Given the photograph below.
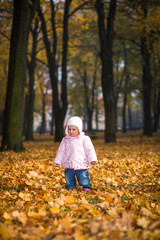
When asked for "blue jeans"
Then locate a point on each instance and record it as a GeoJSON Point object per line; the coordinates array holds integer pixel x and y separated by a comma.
{"type": "Point", "coordinates": [82, 178]}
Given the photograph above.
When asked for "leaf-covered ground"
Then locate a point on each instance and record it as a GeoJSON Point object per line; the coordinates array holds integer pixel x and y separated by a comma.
{"type": "Point", "coordinates": [124, 202]}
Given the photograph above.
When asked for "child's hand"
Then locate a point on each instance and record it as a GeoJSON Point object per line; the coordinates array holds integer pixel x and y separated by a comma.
{"type": "Point", "coordinates": [93, 162]}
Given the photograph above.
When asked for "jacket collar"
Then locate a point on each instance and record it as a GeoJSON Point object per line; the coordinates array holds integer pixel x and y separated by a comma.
{"type": "Point", "coordinates": [77, 137]}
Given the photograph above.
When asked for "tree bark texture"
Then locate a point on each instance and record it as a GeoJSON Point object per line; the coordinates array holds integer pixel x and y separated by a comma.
{"type": "Point", "coordinates": [13, 117]}
{"type": "Point", "coordinates": [146, 78]}
{"type": "Point", "coordinates": [60, 102]}
{"type": "Point", "coordinates": [106, 43]}
{"type": "Point", "coordinates": [31, 68]}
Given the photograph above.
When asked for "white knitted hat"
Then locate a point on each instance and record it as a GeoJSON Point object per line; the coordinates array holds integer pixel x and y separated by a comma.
{"type": "Point", "coordinates": [75, 121]}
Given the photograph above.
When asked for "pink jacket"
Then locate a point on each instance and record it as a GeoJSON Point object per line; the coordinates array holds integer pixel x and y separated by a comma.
{"type": "Point", "coordinates": [75, 152]}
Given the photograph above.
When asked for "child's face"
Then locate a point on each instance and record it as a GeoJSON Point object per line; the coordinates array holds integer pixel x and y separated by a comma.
{"type": "Point", "coordinates": [73, 131]}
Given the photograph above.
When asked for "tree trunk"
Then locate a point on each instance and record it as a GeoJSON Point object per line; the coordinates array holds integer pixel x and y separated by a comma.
{"type": "Point", "coordinates": [156, 111]}
{"type": "Point", "coordinates": [13, 117]}
{"type": "Point", "coordinates": [106, 42]}
{"type": "Point", "coordinates": [125, 89]}
{"type": "Point", "coordinates": [60, 102]}
{"type": "Point", "coordinates": [43, 123]}
{"type": "Point", "coordinates": [89, 111]}
{"type": "Point", "coordinates": [31, 67]}
{"type": "Point", "coordinates": [146, 78]}
{"type": "Point", "coordinates": [129, 117]}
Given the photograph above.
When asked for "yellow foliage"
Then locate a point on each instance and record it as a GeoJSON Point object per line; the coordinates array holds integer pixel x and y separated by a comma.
{"type": "Point", "coordinates": [123, 203]}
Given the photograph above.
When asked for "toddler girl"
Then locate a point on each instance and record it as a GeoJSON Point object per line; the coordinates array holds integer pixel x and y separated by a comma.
{"type": "Point", "coordinates": [75, 154]}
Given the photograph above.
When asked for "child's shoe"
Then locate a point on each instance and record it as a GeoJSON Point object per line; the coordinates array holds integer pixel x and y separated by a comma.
{"type": "Point", "coordinates": [86, 189]}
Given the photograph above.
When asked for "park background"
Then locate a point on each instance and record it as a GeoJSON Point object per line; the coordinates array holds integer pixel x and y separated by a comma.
{"type": "Point", "coordinates": [99, 60]}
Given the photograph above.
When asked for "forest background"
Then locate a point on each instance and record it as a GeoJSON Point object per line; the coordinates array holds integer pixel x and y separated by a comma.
{"type": "Point", "coordinates": [89, 56]}
{"type": "Point", "coordinates": [93, 59]}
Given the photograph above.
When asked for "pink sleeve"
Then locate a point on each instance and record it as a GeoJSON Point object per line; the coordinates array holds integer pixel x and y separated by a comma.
{"type": "Point", "coordinates": [60, 153]}
{"type": "Point", "coordinates": [89, 150]}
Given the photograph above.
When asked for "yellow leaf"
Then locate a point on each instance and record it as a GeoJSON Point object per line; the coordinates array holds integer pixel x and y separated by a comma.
{"type": "Point", "coordinates": [70, 199]}
{"type": "Point", "coordinates": [65, 223]}
{"type": "Point", "coordinates": [40, 213]}
{"type": "Point", "coordinates": [95, 212]}
{"type": "Point", "coordinates": [47, 198]}
{"type": "Point", "coordinates": [109, 198]}
{"type": "Point", "coordinates": [143, 222]}
{"type": "Point", "coordinates": [23, 218]}
{"type": "Point", "coordinates": [7, 216]}
{"type": "Point", "coordinates": [7, 232]}
{"type": "Point", "coordinates": [54, 209]}
{"type": "Point", "coordinates": [78, 235]}
{"type": "Point", "coordinates": [24, 196]}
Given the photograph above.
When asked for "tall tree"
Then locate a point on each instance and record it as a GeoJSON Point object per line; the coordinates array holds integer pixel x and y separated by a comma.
{"type": "Point", "coordinates": [23, 14]}
{"type": "Point", "coordinates": [30, 95]}
{"type": "Point", "coordinates": [106, 44]}
{"type": "Point", "coordinates": [59, 101]}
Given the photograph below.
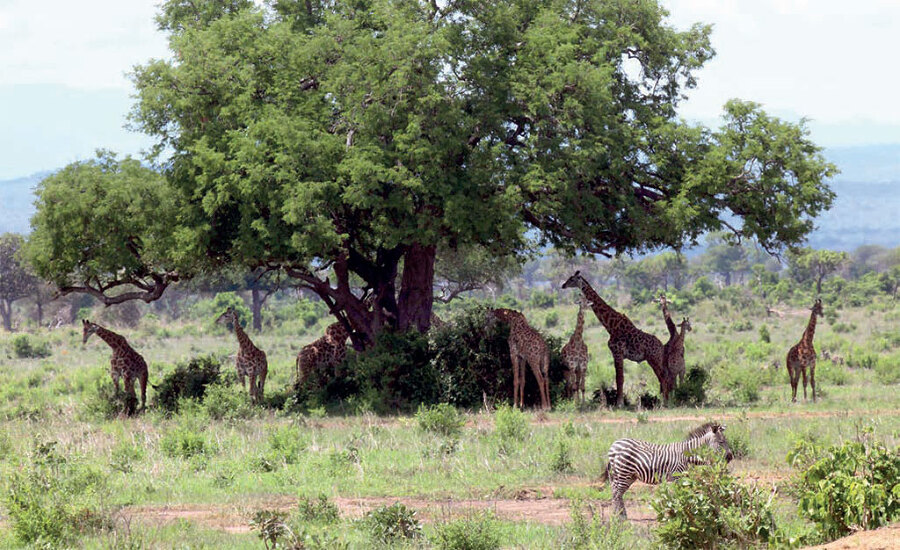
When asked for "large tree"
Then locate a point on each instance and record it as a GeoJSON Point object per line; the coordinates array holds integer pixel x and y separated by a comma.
{"type": "Point", "coordinates": [16, 282]}
{"type": "Point", "coordinates": [347, 142]}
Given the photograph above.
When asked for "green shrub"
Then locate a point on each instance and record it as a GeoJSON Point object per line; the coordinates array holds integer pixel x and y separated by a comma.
{"type": "Point", "coordinates": [28, 347]}
{"type": "Point", "coordinates": [706, 507]}
{"type": "Point", "coordinates": [691, 392]}
{"type": "Point", "coordinates": [596, 533]}
{"type": "Point", "coordinates": [224, 401]}
{"type": "Point", "coordinates": [561, 458]}
{"type": "Point", "coordinates": [887, 370]}
{"type": "Point", "coordinates": [188, 380]}
{"type": "Point", "coordinates": [184, 442]}
{"type": "Point", "coordinates": [320, 510]}
{"type": "Point", "coordinates": [390, 524]}
{"type": "Point", "coordinates": [442, 419]}
{"type": "Point", "coordinates": [53, 499]}
{"type": "Point", "coordinates": [477, 533]}
{"type": "Point", "coordinates": [848, 487]}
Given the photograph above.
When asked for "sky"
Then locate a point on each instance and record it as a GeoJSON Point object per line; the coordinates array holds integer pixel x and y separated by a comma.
{"type": "Point", "coordinates": [64, 90]}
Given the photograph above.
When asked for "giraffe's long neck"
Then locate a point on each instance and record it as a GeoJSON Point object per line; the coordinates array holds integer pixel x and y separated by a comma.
{"type": "Point", "coordinates": [115, 341]}
{"type": "Point", "coordinates": [243, 339]}
{"type": "Point", "coordinates": [810, 331]}
{"type": "Point", "coordinates": [579, 325]}
{"type": "Point", "coordinates": [605, 314]}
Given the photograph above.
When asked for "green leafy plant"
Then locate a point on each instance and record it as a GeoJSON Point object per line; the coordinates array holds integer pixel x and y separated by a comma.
{"type": "Point", "coordinates": [389, 524]}
{"type": "Point", "coordinates": [479, 532]}
{"type": "Point", "coordinates": [706, 507]}
{"type": "Point", "coordinates": [442, 419]}
{"type": "Point", "coordinates": [847, 487]}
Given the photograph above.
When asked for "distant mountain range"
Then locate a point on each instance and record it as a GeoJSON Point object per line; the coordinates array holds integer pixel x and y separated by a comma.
{"type": "Point", "coordinates": [867, 209]}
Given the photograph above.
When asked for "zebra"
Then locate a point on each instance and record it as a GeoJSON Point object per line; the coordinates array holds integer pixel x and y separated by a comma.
{"type": "Point", "coordinates": [631, 460]}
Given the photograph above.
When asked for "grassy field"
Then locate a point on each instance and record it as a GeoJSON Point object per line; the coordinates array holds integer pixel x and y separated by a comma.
{"type": "Point", "coordinates": [198, 478]}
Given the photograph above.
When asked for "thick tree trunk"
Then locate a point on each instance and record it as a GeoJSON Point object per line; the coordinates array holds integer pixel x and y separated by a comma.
{"type": "Point", "coordinates": [256, 302]}
{"type": "Point", "coordinates": [416, 289]}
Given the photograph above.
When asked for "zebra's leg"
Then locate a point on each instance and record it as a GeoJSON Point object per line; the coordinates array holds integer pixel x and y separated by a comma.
{"type": "Point", "coordinates": [619, 486]}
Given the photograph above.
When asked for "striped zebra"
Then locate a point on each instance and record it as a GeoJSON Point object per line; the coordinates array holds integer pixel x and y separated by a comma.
{"type": "Point", "coordinates": [633, 460]}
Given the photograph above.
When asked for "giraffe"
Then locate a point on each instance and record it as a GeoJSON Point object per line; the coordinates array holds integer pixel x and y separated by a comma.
{"type": "Point", "coordinates": [803, 355]}
{"type": "Point", "coordinates": [674, 348]}
{"type": "Point", "coordinates": [327, 351]}
{"type": "Point", "coordinates": [575, 356]}
{"type": "Point", "coordinates": [525, 345]}
{"type": "Point", "coordinates": [250, 361]}
{"type": "Point", "coordinates": [625, 340]}
{"type": "Point", "coordinates": [125, 362]}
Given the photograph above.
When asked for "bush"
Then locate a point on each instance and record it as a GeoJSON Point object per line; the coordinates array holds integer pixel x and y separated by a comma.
{"type": "Point", "coordinates": [53, 499]}
{"type": "Point", "coordinates": [849, 487]}
{"type": "Point", "coordinates": [707, 508]}
{"type": "Point", "coordinates": [472, 359]}
{"type": "Point", "coordinates": [442, 419]}
{"type": "Point", "coordinates": [27, 347]}
{"type": "Point", "coordinates": [320, 510]}
{"type": "Point", "coordinates": [188, 380]}
{"type": "Point", "coordinates": [692, 392]}
{"type": "Point", "coordinates": [510, 425]}
{"type": "Point", "coordinates": [478, 533]}
{"type": "Point", "coordinates": [595, 533]}
{"type": "Point", "coordinates": [389, 524]}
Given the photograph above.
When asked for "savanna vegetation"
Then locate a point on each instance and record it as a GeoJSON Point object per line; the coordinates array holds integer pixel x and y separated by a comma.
{"type": "Point", "coordinates": [398, 168]}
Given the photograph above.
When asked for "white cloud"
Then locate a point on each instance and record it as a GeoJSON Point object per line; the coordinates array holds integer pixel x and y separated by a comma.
{"type": "Point", "coordinates": [89, 44]}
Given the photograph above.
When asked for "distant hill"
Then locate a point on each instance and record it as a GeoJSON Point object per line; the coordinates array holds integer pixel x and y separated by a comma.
{"type": "Point", "coordinates": [867, 209]}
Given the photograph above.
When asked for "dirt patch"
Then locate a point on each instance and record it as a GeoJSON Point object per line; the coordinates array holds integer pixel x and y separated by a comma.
{"type": "Point", "coordinates": [886, 538]}
{"type": "Point", "coordinates": [236, 519]}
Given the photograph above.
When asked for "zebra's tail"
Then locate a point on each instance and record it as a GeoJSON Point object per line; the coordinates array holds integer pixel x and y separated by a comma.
{"type": "Point", "coordinates": [605, 475]}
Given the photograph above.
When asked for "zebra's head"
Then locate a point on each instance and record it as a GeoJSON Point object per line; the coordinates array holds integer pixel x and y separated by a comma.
{"type": "Point", "coordinates": [713, 435]}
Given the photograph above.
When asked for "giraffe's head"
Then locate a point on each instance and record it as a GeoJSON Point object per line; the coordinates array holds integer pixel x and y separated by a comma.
{"type": "Point", "coordinates": [336, 333]}
{"type": "Point", "coordinates": [88, 328]}
{"type": "Point", "coordinates": [228, 317]}
{"type": "Point", "coordinates": [817, 307]}
{"type": "Point", "coordinates": [713, 434]}
{"type": "Point", "coordinates": [575, 281]}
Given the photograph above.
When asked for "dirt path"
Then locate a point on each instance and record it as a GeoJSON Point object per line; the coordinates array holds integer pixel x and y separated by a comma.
{"type": "Point", "coordinates": [886, 538]}
{"type": "Point", "coordinates": [236, 518]}
{"type": "Point", "coordinates": [542, 419]}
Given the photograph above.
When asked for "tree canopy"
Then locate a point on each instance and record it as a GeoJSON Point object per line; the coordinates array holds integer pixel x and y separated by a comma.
{"type": "Point", "coordinates": [352, 141]}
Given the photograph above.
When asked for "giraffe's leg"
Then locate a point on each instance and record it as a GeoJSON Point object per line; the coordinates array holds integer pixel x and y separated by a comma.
{"type": "Point", "coordinates": [143, 381]}
{"type": "Point", "coordinates": [515, 362]}
{"type": "Point", "coordinates": [803, 371]}
{"type": "Point", "coordinates": [812, 378]}
{"type": "Point", "coordinates": [261, 381]}
{"type": "Point", "coordinates": [619, 361]}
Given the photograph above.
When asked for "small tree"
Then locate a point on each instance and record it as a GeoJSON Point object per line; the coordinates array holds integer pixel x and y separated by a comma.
{"type": "Point", "coordinates": [815, 265]}
{"type": "Point", "coordinates": [15, 281]}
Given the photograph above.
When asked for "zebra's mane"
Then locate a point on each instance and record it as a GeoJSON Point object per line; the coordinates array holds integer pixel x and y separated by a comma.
{"type": "Point", "coordinates": [702, 430]}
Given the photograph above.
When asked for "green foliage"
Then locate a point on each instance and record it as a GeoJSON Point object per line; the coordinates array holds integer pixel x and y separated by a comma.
{"type": "Point", "coordinates": [28, 347]}
{"type": "Point", "coordinates": [319, 510]}
{"type": "Point", "coordinates": [692, 392]}
{"type": "Point", "coordinates": [561, 457]}
{"type": "Point", "coordinates": [596, 533]}
{"type": "Point", "coordinates": [188, 380]}
{"type": "Point", "coordinates": [706, 507]}
{"type": "Point", "coordinates": [390, 524]}
{"type": "Point", "coordinates": [52, 499]}
{"type": "Point", "coordinates": [847, 487]}
{"type": "Point", "coordinates": [510, 426]}
{"type": "Point", "coordinates": [184, 441]}
{"type": "Point", "coordinates": [442, 419]}
{"type": "Point", "coordinates": [475, 533]}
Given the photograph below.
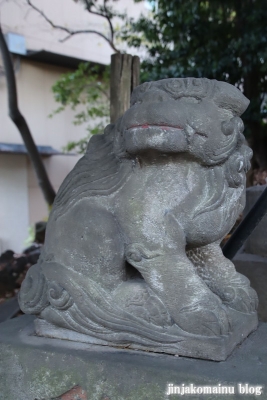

*Objective*: Extract from the records above every line containing the word "trunk", and list those lines in the order they appear.

*Problem solution*:
When asked for "tree trunk"
When asked for "thick tree trunk"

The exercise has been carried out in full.